(Estratto della pagina):
============
Attualità

L’isola ai confini dell’impero

di Giuseppe Mazzella

Pur trovandosi a sole poche decine di chilometri da Roma, Ponza sembra rivivere ancora una volta un triste destino, già subito nell’antichità: quello di essere “lontana” e dimenticata dallo Stato. Un destino che condivide con molte altre isole d’Italia.

Ponza, abbandonata a se stessa nei lunghi mesi invernali, oggi – con l’Amministrazione Comunale commissariata, ignorata dai mass media che pure nei mesi estivi fanno a gara nel corteggiarla – vive un inverno di grande scontento, alle prese con problemi economici e sociali che vanno dal lavoro alla garanzia alla salute.
============
(Dati forniti):
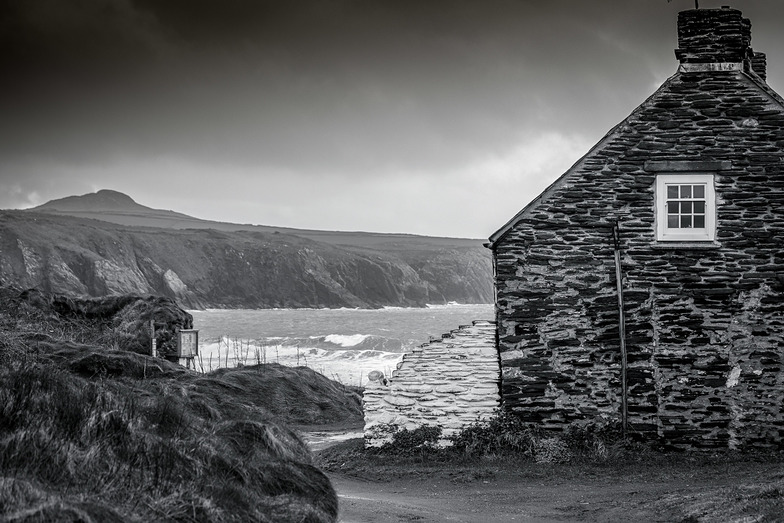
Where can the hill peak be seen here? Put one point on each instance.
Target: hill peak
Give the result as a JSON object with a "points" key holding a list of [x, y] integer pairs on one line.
{"points": [[103, 200]]}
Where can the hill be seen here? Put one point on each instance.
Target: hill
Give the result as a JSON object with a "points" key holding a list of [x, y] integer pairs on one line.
{"points": [[91, 433], [107, 244]]}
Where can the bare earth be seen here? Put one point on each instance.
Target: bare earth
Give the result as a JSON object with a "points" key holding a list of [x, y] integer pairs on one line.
{"points": [[679, 489], [499, 500]]}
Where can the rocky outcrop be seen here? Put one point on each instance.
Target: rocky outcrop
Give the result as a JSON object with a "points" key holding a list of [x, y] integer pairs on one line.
{"points": [[235, 269]]}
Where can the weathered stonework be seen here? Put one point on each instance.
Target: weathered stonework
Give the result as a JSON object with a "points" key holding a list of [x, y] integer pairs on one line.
{"points": [[704, 320], [450, 382]]}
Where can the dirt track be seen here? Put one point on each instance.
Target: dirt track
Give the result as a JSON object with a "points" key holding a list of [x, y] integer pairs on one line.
{"points": [[501, 500]]}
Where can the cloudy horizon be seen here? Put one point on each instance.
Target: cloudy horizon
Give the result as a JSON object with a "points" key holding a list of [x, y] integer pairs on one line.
{"points": [[435, 118]]}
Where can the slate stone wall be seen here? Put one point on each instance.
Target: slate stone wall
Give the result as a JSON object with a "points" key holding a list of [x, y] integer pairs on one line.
{"points": [[705, 322], [450, 382]]}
============
(Compiti):
1. Riassumi in due frasi l'estratto su Ponza.
2. Restituisci il passo dell'estratto su Ponza compreso tra "L’isola ai confini" e "altre isole d’Italia.", estremi inclusi.
Le righe qui sopra sono materiale separato dall'estratto su Ponza.

(Soluzioni):
1. Pur trovandosi a poche decine di chilometri da Roma, Ponza sembra rivivere il destino già subito nell'antichità di essere lontana e dimenticata dallo Stato, come molte altre isole d'Italia. Abbandonata a se stessa nei mesi invernali, con l'Amministrazione Comunale commissariata e ignorata dai mass media, vive un inverno di grande scontento alle prese con problemi economici e sociali.

2.
L’isola ai confini dell’impero

di Giuseppe Mazzella

Pur trovandosi a sole poche decine di chilometri da Roma, Ponza sembra rivivere ancora una volta un triste destino, già subito nell’antichità: quello di essere “lontana” e dimenticata dallo Stato. Un destino che condivide con molte altre isole d’Italia.